◆ Consignes ◆
Reproduisez à l'identique l'intégralité du texte consacré au film la Pianiste.

◆ Texte source ◆
━━━━━━━━━━

"Cette femme se mutile comme on se lave les dents. La vraie violence de la scène, son scandale si on veut, c'est que ce soit avec la même main, qu'elle se charcute, se recoiffe, vérifie la tenue de son maquillage, et range la lame de rasoir dans son sac à main. On peut donc, sans transition et à égalité d'intensité, se laver comme il faut, se faire benoîtement du mal et répondre gentiment à sa maman.
Ce qui intéresse Haneke, et nous secoue, ce n'est pas tant la fameuse banalité du mal que son caractère intestin, voir ménager. Il aurait pu tout aussi bien filmer une femme au foyer qui, entre la vaisselle, la serpillière et le goûter des enfants, entreprendrait d'avaler une poignée de verre pilé. Comme si de rien n'était.
On sait bien d'expérience que la vraie folie (pour le meilleur et pour le pire) n'est pas celle qui se voit. De même pour le fascisme qui, toujours pour le pire, n'est pas tant celui qui éructe et vocifère (le fascisme, c'est les autres) que celui qui rampe, s'insinue, fait son modeste (de quel fascisme sommes-nous capables, ici et maintenant?). Car on ne peut éluder que, même si par le fait d'un étrange «comme si de rien était» tout le monde dans ce film autrichien parle français,
la Pianiste se passe bel et bien à Vienne où la bête immonde allaite depuis quelque temps de nouveaux monstres.

━━━━━━━━━━

◆ Items ◆

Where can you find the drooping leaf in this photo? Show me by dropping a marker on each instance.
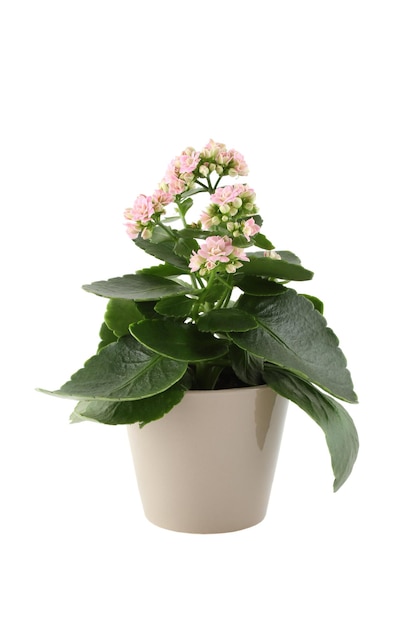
(341, 435)
(140, 287)
(178, 341)
(293, 335)
(124, 370)
(120, 314)
(129, 412)
(247, 366)
(275, 268)
(175, 306)
(226, 320)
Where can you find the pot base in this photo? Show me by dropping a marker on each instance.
(208, 465)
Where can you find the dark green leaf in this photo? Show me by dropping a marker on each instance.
(175, 306)
(247, 367)
(293, 335)
(178, 341)
(107, 336)
(129, 412)
(258, 286)
(226, 320)
(318, 304)
(124, 370)
(161, 270)
(341, 435)
(140, 287)
(262, 242)
(163, 251)
(275, 268)
(120, 314)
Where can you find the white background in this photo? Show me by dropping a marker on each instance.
(97, 97)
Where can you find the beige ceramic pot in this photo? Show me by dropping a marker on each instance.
(208, 465)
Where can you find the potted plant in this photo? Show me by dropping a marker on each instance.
(209, 331)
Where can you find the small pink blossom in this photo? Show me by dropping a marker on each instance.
(217, 250)
(250, 228)
(226, 195)
(142, 210)
(132, 229)
(160, 199)
(188, 162)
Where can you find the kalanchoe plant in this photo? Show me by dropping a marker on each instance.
(216, 313)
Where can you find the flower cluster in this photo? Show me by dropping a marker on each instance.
(141, 216)
(230, 213)
(230, 207)
(217, 252)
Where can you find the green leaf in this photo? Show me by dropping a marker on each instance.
(120, 314)
(293, 335)
(247, 367)
(318, 304)
(175, 306)
(161, 270)
(185, 247)
(262, 242)
(107, 336)
(226, 320)
(288, 256)
(163, 251)
(341, 435)
(140, 287)
(258, 286)
(275, 268)
(124, 370)
(129, 412)
(178, 341)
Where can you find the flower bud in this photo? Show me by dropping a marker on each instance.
(204, 170)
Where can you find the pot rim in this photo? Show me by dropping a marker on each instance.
(228, 389)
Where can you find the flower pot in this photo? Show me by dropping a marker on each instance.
(208, 465)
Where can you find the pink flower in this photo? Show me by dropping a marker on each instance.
(226, 195)
(214, 251)
(132, 229)
(188, 162)
(160, 199)
(142, 209)
(216, 248)
(250, 228)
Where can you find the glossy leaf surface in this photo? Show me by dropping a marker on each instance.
(293, 335)
(178, 341)
(339, 429)
(129, 412)
(124, 370)
(140, 287)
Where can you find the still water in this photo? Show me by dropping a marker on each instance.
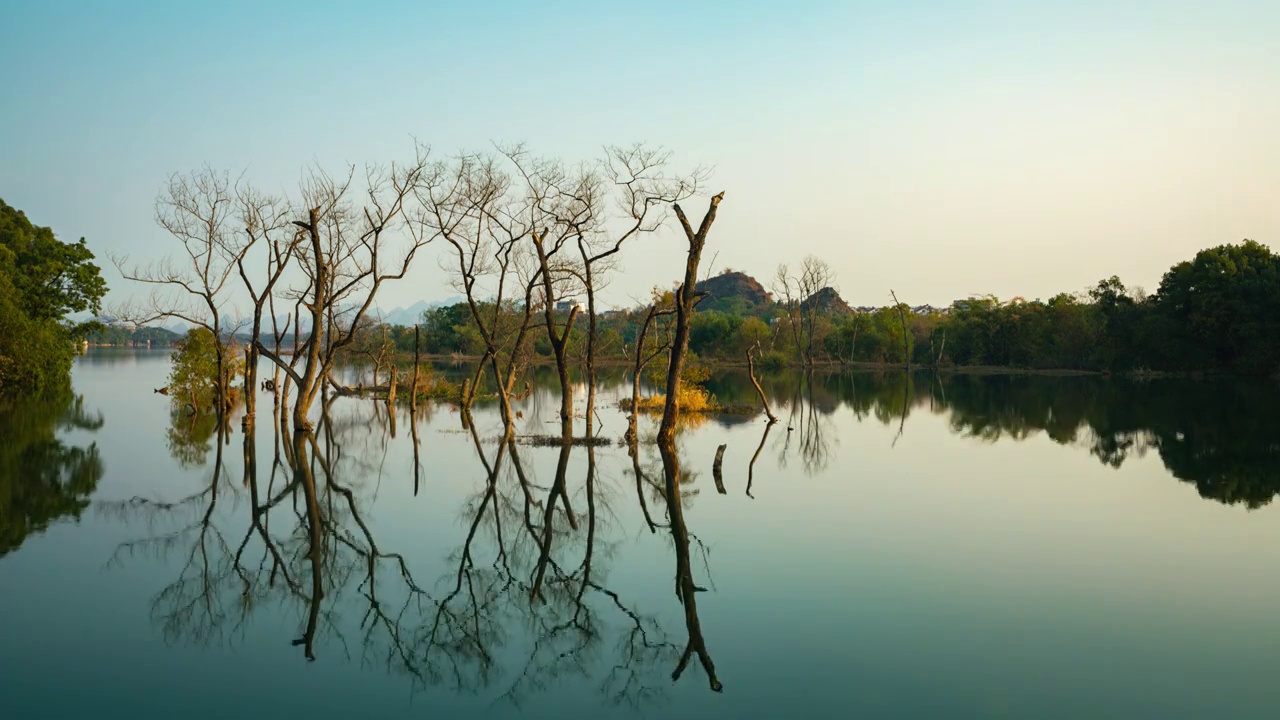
(935, 547)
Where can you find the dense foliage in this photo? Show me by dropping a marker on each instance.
(193, 376)
(1219, 311)
(41, 281)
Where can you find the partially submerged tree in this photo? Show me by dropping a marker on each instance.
(685, 299)
(350, 249)
(197, 209)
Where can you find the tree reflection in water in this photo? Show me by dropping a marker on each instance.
(44, 479)
(524, 600)
(525, 604)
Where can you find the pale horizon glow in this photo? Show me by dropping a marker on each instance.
(937, 149)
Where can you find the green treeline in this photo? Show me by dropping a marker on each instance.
(42, 279)
(1219, 311)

━━━━━━━━━━

◆ Corrigé ◆
"Cette femme se mutile comme on se lave les dents. La vraie violence de la scène, son scandale si on veut, c'est que ce soit avec la même main, qu'elle se charcute, se recoiffe, vérifie la tenue de son maquillage, et range la lame de rasoir dans son sac à main. On peut donc, sans transition et à égalité d'intensité, se laver comme il faut, se faire benoîtement du mal et répondre gentiment à sa maman.
Ce qui intéresse Haneke, et nous secoue, ce n'est pas tant la fameuse banalité du mal que son caractère intestin, voir ménager. Il aurait pu tout aussi bien filmer une femme au foyer qui, entre la vaisselle, la serpillière et le goûter des enfants, entreprendrait d'avaler une poignée de verre pilé. Comme si de rien n'était.
On sait bien d'expérience que la vraie folie (pour le meilleur et pour le pire) n'est pas celle qui se voit. De même pour le fascisme qui, toujours pour le pire, n'est pas tant celui qui éructe et vocifère (le fascisme, c'est les autres) que celui qui rampe, s'insinue, fait son modeste (de quel fascisme sommes-nous capables, ici et maintenant?). Car on ne peut éluder que, même si par le fait d'un étrange «comme si de rien était» tout le monde dans ce film autrichien parle français,
la Pianiste se passe bel et bien à Vienne où la bête immonde allaite depuis quelque temps de nouveaux monstres.